═════ Records for this task ═════

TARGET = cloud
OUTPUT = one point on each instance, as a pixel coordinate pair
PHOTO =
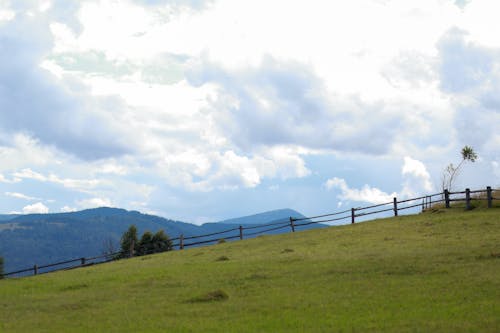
(365, 194)
(470, 75)
(56, 112)
(94, 203)
(68, 209)
(417, 180)
(20, 196)
(76, 184)
(37, 208)
(286, 103)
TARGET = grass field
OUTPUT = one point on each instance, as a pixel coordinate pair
(434, 272)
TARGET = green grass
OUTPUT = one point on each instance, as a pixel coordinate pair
(434, 272)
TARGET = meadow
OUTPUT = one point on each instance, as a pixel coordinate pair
(437, 271)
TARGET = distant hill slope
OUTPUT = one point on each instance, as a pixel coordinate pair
(266, 217)
(42, 239)
(432, 272)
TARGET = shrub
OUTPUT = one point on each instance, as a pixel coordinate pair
(213, 296)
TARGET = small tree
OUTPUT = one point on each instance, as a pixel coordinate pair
(161, 242)
(146, 244)
(109, 246)
(451, 172)
(129, 243)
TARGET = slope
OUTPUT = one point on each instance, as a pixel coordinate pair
(429, 272)
(42, 239)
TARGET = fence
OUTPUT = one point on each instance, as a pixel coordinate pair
(350, 215)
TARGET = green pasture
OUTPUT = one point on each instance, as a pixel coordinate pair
(438, 271)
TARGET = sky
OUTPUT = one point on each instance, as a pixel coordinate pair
(203, 110)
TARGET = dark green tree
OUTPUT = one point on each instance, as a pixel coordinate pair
(146, 244)
(451, 172)
(161, 242)
(129, 243)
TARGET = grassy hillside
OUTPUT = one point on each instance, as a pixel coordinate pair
(438, 271)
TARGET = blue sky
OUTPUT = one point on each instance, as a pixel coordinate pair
(205, 110)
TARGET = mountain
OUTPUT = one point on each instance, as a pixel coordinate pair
(266, 217)
(42, 239)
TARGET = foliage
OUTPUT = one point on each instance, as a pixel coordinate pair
(149, 243)
(161, 242)
(145, 244)
(109, 246)
(451, 172)
(129, 242)
(432, 272)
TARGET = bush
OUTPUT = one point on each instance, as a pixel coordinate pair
(129, 243)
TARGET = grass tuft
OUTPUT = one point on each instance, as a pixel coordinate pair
(213, 296)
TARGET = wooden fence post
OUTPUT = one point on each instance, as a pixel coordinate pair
(395, 202)
(292, 225)
(489, 196)
(447, 198)
(131, 249)
(467, 199)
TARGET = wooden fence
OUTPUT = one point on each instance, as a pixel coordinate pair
(350, 215)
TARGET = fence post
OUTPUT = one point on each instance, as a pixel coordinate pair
(489, 196)
(395, 201)
(131, 249)
(447, 198)
(292, 225)
(467, 199)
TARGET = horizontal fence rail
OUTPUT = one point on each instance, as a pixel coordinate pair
(350, 215)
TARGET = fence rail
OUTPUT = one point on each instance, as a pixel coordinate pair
(425, 202)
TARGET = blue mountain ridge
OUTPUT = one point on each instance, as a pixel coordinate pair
(26, 240)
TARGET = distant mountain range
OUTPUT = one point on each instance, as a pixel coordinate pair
(42, 239)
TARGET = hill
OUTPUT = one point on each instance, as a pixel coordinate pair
(41, 239)
(432, 272)
(280, 215)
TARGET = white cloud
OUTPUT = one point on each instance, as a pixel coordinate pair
(417, 180)
(20, 196)
(365, 194)
(194, 95)
(68, 209)
(94, 203)
(37, 208)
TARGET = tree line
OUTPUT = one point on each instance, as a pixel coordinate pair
(131, 245)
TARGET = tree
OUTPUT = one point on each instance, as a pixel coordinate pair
(149, 243)
(1, 267)
(109, 246)
(451, 172)
(156, 243)
(129, 243)
(161, 242)
(146, 244)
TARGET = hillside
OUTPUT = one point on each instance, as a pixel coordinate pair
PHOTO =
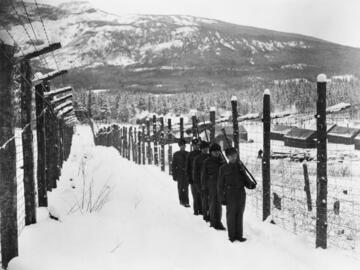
(174, 53)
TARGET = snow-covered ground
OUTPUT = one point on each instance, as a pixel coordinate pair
(128, 217)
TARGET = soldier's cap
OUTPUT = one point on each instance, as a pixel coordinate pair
(195, 141)
(181, 142)
(230, 151)
(204, 144)
(215, 147)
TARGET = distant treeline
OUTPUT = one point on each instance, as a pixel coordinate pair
(124, 105)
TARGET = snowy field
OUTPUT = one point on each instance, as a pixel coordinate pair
(114, 214)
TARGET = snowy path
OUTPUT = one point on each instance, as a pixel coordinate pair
(142, 226)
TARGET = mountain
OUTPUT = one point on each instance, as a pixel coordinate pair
(160, 53)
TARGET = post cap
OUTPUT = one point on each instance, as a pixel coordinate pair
(38, 75)
(321, 78)
(267, 92)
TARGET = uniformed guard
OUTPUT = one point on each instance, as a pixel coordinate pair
(189, 162)
(197, 166)
(231, 186)
(179, 174)
(209, 178)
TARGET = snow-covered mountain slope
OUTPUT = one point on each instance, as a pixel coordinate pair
(97, 40)
(142, 226)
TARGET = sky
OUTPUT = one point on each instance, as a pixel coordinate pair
(333, 20)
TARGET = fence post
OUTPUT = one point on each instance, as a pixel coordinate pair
(194, 126)
(143, 144)
(149, 154)
(162, 142)
(169, 145)
(134, 144)
(50, 144)
(212, 124)
(307, 186)
(235, 123)
(8, 185)
(61, 131)
(139, 147)
(181, 128)
(156, 157)
(27, 143)
(321, 200)
(121, 140)
(125, 143)
(130, 148)
(266, 155)
(40, 134)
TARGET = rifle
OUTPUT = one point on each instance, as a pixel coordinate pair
(238, 158)
(207, 137)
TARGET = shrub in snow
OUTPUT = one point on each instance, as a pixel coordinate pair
(90, 196)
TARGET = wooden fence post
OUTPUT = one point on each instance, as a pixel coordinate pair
(41, 143)
(212, 124)
(321, 200)
(194, 127)
(181, 128)
(130, 143)
(8, 184)
(134, 145)
(149, 152)
(121, 140)
(61, 131)
(156, 154)
(162, 143)
(143, 144)
(169, 145)
(266, 155)
(235, 116)
(27, 143)
(307, 186)
(139, 147)
(125, 143)
(50, 143)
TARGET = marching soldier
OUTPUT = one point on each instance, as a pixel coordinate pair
(189, 162)
(196, 176)
(179, 174)
(209, 178)
(231, 186)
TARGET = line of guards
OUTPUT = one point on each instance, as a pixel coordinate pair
(213, 182)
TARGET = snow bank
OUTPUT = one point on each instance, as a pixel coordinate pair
(142, 226)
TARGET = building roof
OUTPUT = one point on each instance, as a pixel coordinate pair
(299, 133)
(344, 131)
(280, 129)
(229, 130)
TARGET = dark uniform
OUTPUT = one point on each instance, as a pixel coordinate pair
(179, 175)
(231, 187)
(197, 166)
(196, 194)
(209, 178)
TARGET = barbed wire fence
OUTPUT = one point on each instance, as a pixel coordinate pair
(36, 128)
(291, 196)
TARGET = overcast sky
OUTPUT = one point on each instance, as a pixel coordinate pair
(333, 20)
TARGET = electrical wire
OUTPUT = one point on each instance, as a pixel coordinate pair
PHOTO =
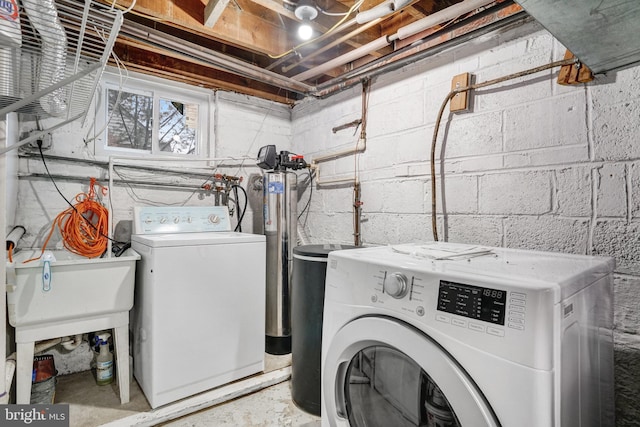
(450, 95)
(83, 226)
(244, 209)
(308, 201)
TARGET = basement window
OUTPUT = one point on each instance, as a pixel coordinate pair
(150, 116)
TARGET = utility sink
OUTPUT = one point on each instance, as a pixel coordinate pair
(62, 286)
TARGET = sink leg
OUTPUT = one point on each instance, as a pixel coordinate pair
(24, 371)
(121, 335)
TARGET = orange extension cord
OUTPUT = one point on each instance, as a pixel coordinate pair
(83, 227)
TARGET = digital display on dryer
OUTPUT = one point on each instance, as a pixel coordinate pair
(475, 302)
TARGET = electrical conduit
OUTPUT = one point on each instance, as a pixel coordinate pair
(452, 12)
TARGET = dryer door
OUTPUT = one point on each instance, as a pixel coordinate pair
(382, 372)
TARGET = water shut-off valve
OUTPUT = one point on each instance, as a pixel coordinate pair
(270, 160)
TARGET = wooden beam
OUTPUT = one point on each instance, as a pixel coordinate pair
(213, 10)
(157, 62)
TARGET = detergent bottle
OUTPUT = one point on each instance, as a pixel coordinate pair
(104, 361)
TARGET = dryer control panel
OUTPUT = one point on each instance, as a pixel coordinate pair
(180, 219)
(475, 307)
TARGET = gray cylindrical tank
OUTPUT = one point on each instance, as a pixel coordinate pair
(280, 217)
(307, 305)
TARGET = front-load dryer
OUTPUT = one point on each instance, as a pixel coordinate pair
(455, 335)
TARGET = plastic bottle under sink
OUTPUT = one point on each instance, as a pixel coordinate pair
(104, 361)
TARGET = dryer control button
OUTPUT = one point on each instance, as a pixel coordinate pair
(476, 327)
(495, 331)
(459, 322)
(395, 285)
(442, 318)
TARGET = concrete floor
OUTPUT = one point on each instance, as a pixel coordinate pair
(259, 400)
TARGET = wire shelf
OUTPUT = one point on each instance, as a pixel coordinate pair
(51, 63)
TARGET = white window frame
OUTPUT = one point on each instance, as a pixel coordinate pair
(157, 88)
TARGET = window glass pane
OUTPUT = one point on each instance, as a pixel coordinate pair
(130, 120)
(177, 127)
(384, 387)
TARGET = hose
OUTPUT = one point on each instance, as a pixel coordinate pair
(83, 226)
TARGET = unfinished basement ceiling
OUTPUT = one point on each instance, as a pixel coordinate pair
(252, 46)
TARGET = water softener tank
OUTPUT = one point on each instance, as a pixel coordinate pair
(280, 216)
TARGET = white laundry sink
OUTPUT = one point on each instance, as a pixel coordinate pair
(70, 287)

═════

Activity: For the listing above, state the number of lines that contain the word "distant" and nothing more.

Reply to the exercise: 3